Given information:

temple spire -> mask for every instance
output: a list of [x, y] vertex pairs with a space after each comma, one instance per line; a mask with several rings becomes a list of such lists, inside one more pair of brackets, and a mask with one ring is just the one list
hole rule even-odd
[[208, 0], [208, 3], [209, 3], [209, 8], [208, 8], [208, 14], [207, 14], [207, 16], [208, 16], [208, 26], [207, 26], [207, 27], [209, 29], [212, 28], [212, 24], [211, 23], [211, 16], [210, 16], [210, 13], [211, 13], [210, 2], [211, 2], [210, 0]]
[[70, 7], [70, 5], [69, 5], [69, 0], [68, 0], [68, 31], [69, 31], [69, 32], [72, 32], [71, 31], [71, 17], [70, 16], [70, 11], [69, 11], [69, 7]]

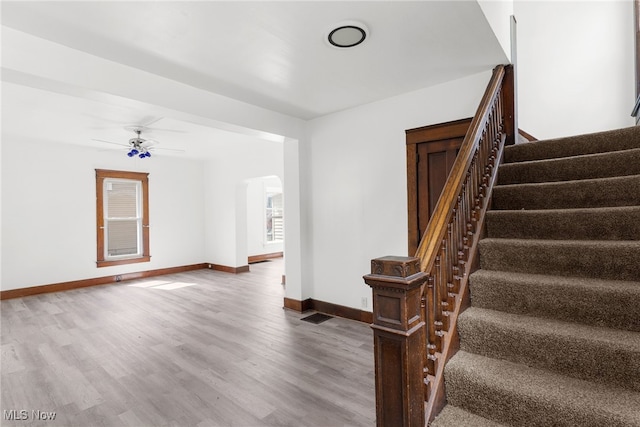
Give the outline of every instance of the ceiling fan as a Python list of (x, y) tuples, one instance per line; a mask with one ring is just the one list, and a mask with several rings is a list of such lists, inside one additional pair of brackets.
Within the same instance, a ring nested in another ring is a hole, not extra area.
[(144, 139), (142, 138), (142, 132), (144, 130), (149, 130), (149, 128), (145, 126), (125, 126), (125, 130), (135, 132), (136, 136), (129, 139), (127, 144), (113, 142), (113, 141), (105, 141), (104, 139), (92, 139), (92, 141), (104, 142), (107, 144), (119, 145), (121, 147), (127, 147), (127, 156), (129, 157), (139, 157), (144, 159), (146, 157), (151, 157), (152, 150), (167, 150), (167, 151), (176, 151), (176, 152), (184, 152), (184, 150), (176, 150), (172, 148), (159, 148), (156, 147), (159, 144), (155, 139)]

Your task: Return all the entries above word for word, line by line, and leave out the pictures.

Written reply:
temple spire -> mask for every instance
output: a list of [x, y] vertex pairs with a space after each comma, one instance per line; a mask with several rings becomes a list of such lists, inside one more pair of brackets, and a mask with one ring is just the one list
hole rule even-odd
[[208, 0], [208, 3], [209, 3], [209, 8], [208, 8], [208, 14], [207, 14], [207, 16], [208, 16], [208, 26], [207, 26], [207, 27], [209, 29], [212, 28], [212, 24], [211, 23], [211, 16], [210, 16], [210, 13], [211, 13], [210, 2], [211, 2], [210, 0]]
[[70, 7], [70, 5], [69, 5], [69, 0], [68, 0], [68, 31], [69, 31], [69, 32], [72, 32], [71, 31], [71, 17], [70, 16], [70, 11], [69, 11], [69, 7]]

Give the outline of every instance of the ceiling fan as a Python list of (x, y) tuples, one instance per line; a mask with one ring is just the one list, and a mask with several rings is a list of such lists, inside one additional pair of brackets.
Within the same instance, a ring nested in another ring is a hole, not extra area.
[(144, 139), (142, 138), (142, 132), (144, 130), (149, 130), (149, 128), (145, 126), (125, 126), (125, 130), (135, 132), (136, 136), (129, 139), (127, 144), (113, 142), (113, 141), (105, 141), (104, 139), (92, 139), (92, 141), (104, 142), (107, 144), (119, 145), (121, 147), (127, 147), (127, 156), (129, 157), (139, 157), (144, 159), (146, 157), (151, 157), (152, 150), (167, 150), (167, 151), (176, 151), (176, 152), (184, 152), (184, 150), (176, 150), (172, 148), (159, 148), (156, 147), (159, 144), (155, 139)]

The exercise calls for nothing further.